■ **Exercise requirements**: Reproduce the records below, changing every "evaluation set" to "test set" and leaving all other text as it stands.

>> Start

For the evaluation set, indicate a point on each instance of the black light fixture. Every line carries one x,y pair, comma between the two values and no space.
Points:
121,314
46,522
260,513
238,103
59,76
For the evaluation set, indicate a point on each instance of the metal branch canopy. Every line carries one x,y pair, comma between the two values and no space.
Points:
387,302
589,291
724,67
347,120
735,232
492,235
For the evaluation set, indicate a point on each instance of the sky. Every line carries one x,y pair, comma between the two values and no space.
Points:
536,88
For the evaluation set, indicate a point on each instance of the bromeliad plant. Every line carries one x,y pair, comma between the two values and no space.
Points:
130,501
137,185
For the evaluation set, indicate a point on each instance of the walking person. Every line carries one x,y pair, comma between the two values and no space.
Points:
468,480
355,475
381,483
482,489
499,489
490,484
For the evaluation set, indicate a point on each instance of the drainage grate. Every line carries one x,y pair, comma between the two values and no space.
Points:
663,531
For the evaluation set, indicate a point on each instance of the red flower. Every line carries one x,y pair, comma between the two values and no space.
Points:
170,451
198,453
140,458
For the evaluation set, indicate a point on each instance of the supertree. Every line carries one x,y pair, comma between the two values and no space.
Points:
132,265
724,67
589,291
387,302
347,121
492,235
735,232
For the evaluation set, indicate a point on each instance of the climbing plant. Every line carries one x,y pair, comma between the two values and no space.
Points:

>> End

■ **Written response**:
For the test set, indicate a point on each instance of the black light fixture. Every line carries one x,y pair, comma between the two values and no space.
Points:
121,314
46,522
260,513
238,103
59,76
For the test set, indicate a point on each instance of the metal branch canopy. Every line carries one x,y pair, comma between the two values and no space.
Points:
387,302
589,291
724,67
347,120
735,232
492,235
For the test set, indicate a point on each instance of the sky. Every line carries one x,y pair, comma between the two values and no space.
Points:
536,88
For the test set, indicate a point on each instance of the bromeliad plant. Every line carries one x,y pair, comma between the two values and no space.
Points:
130,501
137,185
For the test set, indicate a point on each instance of the walking person. Every line carries one x,y pair, comma between the two values and no space.
Points:
468,480
355,475
381,483
482,489
499,489
490,484
For the test set, indicate a point on each instance of the drainage grate. Every line carries one x,y pair, comma between the two values and no space.
Points:
663,531
For the test set, indicate a point on each instance of the red flower. Every line carries one x,y pair, comma between the two values and no space.
Points:
170,451
198,453
140,458
For the test set, indicate a point on each instance of the supertree. Every line carries one x,y pair, comma between the two values and no space.
Points:
132,265
724,67
589,291
387,302
347,121
492,235
735,232
For the test set, indicate a point on each instance of the climbing plant. Every line carries one x,y pair, comma between the two values and no space.
Points:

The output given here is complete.